## start ENTRIES SUPPLIED

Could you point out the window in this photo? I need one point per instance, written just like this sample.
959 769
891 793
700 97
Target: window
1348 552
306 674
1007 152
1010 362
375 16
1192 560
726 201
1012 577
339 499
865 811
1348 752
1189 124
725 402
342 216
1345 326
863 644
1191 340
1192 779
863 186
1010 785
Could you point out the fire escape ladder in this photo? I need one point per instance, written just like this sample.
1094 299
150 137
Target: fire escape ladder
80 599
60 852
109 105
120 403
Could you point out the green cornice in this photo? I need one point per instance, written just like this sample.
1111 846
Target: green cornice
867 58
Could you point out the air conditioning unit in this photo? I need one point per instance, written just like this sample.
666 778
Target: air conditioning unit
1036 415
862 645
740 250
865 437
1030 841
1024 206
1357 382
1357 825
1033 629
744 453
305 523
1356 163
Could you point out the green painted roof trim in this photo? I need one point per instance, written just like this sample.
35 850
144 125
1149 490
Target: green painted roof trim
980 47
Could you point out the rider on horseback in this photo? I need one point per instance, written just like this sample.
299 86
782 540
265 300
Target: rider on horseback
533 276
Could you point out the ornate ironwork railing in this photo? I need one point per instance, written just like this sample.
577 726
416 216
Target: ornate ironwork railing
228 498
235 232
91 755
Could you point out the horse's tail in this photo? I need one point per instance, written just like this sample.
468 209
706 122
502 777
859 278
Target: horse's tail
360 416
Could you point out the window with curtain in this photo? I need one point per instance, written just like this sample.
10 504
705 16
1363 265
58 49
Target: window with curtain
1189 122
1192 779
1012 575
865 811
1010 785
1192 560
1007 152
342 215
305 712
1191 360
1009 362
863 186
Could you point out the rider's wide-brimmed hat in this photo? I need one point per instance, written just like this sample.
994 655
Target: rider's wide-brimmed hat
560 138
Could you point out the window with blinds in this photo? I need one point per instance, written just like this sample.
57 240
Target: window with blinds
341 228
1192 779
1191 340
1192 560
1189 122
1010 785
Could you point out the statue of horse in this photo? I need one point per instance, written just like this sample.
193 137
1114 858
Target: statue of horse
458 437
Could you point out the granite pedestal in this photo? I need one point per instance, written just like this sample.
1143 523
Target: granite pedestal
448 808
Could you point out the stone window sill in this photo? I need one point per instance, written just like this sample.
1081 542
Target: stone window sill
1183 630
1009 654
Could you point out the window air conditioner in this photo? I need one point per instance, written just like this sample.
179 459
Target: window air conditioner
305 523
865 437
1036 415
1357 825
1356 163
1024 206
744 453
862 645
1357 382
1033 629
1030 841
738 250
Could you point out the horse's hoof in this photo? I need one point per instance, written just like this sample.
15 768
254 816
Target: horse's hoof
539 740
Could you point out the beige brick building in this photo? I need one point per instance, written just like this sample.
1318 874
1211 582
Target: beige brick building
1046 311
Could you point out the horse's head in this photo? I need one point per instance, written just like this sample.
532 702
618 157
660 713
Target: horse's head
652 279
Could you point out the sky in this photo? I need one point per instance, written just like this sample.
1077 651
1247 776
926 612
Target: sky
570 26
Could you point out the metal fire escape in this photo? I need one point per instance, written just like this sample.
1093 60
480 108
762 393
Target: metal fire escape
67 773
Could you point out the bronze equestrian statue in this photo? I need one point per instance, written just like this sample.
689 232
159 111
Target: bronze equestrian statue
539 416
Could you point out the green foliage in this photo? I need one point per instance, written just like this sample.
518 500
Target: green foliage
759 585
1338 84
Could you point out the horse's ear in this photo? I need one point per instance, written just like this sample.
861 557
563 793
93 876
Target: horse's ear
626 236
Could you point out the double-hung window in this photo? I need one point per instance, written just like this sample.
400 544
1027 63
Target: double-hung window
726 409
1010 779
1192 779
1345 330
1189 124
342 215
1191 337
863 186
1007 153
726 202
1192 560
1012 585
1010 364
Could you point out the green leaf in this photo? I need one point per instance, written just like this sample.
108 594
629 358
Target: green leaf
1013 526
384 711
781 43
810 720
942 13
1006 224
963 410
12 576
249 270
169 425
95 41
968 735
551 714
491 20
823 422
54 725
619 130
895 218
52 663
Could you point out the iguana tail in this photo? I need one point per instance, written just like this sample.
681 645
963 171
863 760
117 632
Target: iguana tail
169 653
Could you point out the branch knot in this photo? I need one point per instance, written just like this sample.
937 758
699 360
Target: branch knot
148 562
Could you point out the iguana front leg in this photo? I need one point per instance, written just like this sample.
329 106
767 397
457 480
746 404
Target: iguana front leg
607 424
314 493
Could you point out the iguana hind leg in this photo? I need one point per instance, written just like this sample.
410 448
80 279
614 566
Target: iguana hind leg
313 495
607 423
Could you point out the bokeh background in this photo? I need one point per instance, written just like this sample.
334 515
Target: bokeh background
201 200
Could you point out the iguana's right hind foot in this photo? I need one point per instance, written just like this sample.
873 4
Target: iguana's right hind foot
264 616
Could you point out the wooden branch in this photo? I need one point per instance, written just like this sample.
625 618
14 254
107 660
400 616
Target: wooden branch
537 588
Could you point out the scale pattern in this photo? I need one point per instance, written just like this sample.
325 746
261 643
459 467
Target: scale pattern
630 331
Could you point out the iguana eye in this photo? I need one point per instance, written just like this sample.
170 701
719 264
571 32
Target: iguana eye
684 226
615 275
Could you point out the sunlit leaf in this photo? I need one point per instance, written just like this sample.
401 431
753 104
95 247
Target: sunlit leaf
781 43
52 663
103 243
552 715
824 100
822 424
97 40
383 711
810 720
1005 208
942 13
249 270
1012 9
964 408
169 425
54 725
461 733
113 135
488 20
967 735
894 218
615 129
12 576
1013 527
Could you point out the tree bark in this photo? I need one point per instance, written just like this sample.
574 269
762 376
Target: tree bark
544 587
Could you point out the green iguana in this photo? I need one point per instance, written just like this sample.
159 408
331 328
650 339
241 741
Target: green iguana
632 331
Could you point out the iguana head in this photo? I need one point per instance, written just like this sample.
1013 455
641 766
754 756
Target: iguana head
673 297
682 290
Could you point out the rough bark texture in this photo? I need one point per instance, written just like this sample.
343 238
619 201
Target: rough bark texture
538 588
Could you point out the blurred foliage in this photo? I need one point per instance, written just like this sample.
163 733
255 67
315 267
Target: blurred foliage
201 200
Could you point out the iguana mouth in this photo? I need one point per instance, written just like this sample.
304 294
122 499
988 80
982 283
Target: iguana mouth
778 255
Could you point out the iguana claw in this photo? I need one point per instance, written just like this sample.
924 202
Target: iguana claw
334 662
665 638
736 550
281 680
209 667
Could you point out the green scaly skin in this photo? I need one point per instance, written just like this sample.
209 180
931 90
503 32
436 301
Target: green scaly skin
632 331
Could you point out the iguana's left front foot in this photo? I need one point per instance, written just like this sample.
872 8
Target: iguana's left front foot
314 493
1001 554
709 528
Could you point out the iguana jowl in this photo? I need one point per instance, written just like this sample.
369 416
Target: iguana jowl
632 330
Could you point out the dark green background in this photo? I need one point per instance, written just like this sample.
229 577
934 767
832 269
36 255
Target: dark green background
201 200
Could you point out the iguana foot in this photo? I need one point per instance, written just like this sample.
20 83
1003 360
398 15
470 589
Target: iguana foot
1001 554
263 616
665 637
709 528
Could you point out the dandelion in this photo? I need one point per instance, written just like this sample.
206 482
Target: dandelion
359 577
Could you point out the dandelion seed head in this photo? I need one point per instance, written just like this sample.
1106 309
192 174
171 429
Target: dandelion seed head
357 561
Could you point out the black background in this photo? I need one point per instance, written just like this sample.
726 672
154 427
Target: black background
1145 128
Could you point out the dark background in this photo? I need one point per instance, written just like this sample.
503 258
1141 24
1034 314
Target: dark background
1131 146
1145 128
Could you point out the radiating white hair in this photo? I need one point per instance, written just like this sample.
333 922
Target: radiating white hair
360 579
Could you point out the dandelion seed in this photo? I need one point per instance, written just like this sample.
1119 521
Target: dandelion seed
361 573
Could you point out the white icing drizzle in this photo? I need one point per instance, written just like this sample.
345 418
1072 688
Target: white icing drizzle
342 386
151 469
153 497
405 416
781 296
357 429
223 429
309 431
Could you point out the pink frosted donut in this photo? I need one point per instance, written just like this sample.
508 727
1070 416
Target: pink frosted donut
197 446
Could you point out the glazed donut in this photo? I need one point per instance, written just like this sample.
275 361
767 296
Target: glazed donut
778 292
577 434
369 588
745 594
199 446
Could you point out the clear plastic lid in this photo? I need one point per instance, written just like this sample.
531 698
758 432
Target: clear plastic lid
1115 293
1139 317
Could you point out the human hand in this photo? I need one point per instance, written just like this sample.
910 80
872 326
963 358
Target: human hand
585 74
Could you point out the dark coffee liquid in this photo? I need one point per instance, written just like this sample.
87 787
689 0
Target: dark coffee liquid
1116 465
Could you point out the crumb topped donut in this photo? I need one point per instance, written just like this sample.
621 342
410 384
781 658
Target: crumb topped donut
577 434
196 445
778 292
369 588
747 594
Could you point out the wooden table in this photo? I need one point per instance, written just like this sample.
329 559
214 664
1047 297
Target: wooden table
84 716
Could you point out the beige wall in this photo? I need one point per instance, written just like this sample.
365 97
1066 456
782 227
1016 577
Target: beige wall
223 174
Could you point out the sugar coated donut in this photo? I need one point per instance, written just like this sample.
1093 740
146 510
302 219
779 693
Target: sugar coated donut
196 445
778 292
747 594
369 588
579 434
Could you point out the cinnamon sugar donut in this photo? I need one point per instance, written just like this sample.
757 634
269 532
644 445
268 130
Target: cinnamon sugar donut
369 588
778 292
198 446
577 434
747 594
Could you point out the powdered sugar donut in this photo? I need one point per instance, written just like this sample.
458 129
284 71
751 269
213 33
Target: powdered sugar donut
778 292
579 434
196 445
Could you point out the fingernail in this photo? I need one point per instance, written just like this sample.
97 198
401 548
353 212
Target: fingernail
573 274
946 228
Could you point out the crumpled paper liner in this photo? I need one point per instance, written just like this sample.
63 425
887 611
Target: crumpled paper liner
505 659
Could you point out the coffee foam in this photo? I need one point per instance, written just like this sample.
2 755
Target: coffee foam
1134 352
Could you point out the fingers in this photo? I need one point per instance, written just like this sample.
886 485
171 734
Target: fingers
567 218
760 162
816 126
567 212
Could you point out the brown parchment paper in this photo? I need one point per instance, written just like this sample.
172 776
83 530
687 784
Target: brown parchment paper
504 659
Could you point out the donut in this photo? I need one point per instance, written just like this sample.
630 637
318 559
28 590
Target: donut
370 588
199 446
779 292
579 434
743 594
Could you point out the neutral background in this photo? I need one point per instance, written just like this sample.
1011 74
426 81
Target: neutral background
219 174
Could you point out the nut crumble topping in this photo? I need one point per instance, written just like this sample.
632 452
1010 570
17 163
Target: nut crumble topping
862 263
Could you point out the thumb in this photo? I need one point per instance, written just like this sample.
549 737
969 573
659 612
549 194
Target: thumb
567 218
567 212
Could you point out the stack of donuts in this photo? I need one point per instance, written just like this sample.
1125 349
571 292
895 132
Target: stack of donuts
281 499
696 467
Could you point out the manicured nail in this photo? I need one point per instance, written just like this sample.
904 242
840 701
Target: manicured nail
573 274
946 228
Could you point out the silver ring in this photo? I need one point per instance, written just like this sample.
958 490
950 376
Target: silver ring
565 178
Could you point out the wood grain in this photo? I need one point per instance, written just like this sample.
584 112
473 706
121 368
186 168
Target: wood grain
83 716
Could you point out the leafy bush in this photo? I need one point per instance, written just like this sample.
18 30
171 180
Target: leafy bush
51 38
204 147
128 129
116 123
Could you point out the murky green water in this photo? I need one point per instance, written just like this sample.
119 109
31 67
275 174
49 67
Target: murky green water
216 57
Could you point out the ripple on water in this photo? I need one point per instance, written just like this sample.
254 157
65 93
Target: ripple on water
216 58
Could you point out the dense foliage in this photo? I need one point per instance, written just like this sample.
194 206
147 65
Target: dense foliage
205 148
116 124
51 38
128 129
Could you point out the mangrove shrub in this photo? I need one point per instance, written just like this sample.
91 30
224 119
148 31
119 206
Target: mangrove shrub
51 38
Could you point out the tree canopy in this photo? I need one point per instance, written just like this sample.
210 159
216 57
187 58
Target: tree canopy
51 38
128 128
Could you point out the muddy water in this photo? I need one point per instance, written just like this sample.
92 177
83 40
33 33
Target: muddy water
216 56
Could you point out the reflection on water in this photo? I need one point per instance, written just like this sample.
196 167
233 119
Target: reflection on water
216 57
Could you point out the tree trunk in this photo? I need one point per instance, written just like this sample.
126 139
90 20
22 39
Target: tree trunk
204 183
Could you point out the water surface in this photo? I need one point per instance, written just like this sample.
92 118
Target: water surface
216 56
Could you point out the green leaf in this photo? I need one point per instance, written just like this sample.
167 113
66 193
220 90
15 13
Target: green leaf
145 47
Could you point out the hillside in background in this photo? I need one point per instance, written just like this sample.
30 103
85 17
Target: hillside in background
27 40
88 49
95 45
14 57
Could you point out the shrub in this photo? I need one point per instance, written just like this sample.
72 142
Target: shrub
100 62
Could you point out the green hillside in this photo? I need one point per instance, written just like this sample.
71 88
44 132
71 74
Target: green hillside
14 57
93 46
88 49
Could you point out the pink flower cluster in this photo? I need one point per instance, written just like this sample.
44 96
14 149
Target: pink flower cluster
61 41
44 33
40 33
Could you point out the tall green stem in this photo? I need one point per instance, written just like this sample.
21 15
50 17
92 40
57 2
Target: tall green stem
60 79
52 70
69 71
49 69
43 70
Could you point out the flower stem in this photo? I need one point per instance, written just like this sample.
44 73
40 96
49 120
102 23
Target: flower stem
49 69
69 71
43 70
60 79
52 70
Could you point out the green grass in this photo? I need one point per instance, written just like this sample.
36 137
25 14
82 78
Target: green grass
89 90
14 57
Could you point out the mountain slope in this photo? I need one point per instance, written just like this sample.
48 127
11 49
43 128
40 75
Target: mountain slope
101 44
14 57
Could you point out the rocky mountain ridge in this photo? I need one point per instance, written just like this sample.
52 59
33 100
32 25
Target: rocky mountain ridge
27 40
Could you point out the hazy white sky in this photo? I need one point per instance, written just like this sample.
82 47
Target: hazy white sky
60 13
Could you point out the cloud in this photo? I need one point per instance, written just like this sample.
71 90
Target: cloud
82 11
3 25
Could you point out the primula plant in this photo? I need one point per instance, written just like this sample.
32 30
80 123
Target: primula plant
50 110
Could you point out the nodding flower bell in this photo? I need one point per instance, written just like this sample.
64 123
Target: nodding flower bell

## end ENTRIES SUPPLIED

_GIVEN INSTRUCTION_. Repeat, exactly and only, the lines above from the one containing "Could you point out the hazy" through the end of the material.

_SOLUTION TO THIS EXERCISE_.
Could you point out the hazy white sky in this photo? I need one point per instance, written just like this sample.
82 47
Target: hazy white sky
60 13
Could you point out the cloud in this photo? I need one point per instance, written just like this sample.
71 90
Target: cloud
82 11
3 25
Could you point out the primula plant in this photo? I need one point per instance, written just like this sample.
32 30
80 123
Target: primula plant
50 110
Could you point out the nodding flower bell in this photo? I need one point per instance, written just like this sample.
64 123
Target: nodding flower bell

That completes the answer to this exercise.